= WHAT YOU WILL DO =
Which lines in the data below contain the word "wall"? Copy each of them.

= SUPPLIED RECORDS =
══════
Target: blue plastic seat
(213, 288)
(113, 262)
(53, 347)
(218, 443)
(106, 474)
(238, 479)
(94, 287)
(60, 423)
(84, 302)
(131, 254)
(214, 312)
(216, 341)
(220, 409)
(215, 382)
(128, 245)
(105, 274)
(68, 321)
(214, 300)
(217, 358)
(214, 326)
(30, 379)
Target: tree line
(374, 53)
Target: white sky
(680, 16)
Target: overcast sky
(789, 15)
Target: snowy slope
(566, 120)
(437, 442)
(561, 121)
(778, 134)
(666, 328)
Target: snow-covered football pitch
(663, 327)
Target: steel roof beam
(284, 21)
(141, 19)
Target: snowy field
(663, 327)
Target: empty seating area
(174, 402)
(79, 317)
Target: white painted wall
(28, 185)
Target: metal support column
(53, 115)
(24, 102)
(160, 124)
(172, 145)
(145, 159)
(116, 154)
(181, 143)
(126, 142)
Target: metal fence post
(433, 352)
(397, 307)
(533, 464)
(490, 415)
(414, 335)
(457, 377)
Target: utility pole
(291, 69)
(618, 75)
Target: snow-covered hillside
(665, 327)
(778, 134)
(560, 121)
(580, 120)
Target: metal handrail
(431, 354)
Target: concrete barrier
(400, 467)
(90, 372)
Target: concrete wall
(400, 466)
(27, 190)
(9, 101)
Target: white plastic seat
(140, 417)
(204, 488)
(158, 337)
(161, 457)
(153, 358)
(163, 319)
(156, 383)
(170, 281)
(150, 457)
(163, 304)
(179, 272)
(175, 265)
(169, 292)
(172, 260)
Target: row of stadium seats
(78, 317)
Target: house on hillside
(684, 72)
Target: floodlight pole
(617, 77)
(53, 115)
══════
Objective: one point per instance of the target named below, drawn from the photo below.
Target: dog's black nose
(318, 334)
══════
= FINAL RESULT =
Target: white painted wall
Target: concrete wall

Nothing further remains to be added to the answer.